→ Short exercise
Convert every line of the listing below into a Markdown table with two columns, Row and Line. Number the rows in order and omit blank lines.

→ Exercise inputs
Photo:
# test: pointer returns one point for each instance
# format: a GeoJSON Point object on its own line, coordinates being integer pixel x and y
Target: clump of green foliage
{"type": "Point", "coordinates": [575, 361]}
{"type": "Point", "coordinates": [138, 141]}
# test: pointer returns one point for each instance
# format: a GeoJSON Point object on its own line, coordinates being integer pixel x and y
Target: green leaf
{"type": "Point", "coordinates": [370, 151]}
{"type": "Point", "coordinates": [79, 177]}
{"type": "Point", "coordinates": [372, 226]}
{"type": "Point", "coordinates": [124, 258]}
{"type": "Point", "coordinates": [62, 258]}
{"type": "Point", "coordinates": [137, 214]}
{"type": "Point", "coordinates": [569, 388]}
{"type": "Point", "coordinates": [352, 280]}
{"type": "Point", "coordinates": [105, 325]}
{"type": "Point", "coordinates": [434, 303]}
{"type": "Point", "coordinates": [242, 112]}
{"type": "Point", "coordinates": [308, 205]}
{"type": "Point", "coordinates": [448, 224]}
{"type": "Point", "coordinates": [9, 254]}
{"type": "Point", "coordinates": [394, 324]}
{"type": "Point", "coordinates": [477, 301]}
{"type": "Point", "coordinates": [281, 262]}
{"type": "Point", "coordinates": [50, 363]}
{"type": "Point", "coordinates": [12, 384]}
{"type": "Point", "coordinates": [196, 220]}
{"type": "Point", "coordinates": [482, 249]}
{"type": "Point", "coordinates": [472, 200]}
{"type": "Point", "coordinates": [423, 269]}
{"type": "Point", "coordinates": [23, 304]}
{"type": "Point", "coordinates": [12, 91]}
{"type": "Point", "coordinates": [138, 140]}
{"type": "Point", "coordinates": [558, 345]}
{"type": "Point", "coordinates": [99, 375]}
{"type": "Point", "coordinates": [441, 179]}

→ Exercise result
| Row | Line |
|---|---|
| 1 | Photo: |
| 2 | # test: pointer returns one point for each instance |
| 3 | # format: a GeoJSON Point object on its own line, coordinates being integer pixel x and y |
| 4 | Target: clump of green foliage |
| 5 | {"type": "Point", "coordinates": [575, 361]} |
| 6 | {"type": "Point", "coordinates": [138, 141]} |
| 7 | # test: pointer returns one point for each instance |
| 8 | # format: a GeoJSON Point object on its own line, coordinates being integer pixel x and y |
| 9 | Target: green leaf |
| 10 | {"type": "Point", "coordinates": [370, 151]} |
| 11 | {"type": "Point", "coordinates": [79, 177]} |
| 12 | {"type": "Point", "coordinates": [372, 226]} |
| 13 | {"type": "Point", "coordinates": [124, 258]} |
| 14 | {"type": "Point", "coordinates": [62, 258]} |
| 15 | {"type": "Point", "coordinates": [137, 214]} |
| 16 | {"type": "Point", "coordinates": [569, 388]} |
| 17 | {"type": "Point", "coordinates": [352, 280]} |
| 18 | {"type": "Point", "coordinates": [105, 325]} |
| 19 | {"type": "Point", "coordinates": [434, 303]} |
| 20 | {"type": "Point", "coordinates": [242, 112]} |
| 21 | {"type": "Point", "coordinates": [308, 205]} |
| 22 | {"type": "Point", "coordinates": [448, 224]} |
| 23 | {"type": "Point", "coordinates": [9, 254]} |
| 24 | {"type": "Point", "coordinates": [394, 324]} |
| 25 | {"type": "Point", "coordinates": [477, 301]} |
| 26 | {"type": "Point", "coordinates": [281, 262]} |
| 27 | {"type": "Point", "coordinates": [50, 363]} |
| 28 | {"type": "Point", "coordinates": [12, 384]} |
| 29 | {"type": "Point", "coordinates": [196, 220]} |
| 30 | {"type": "Point", "coordinates": [482, 249]} |
| 31 | {"type": "Point", "coordinates": [472, 200]} |
| 32 | {"type": "Point", "coordinates": [423, 269]} |
| 33 | {"type": "Point", "coordinates": [23, 304]} |
| 34 | {"type": "Point", "coordinates": [12, 91]} |
| 35 | {"type": "Point", "coordinates": [138, 140]} |
| 36 | {"type": "Point", "coordinates": [558, 345]} |
| 37 | {"type": "Point", "coordinates": [99, 375]} |
| 38 | {"type": "Point", "coordinates": [441, 179]} |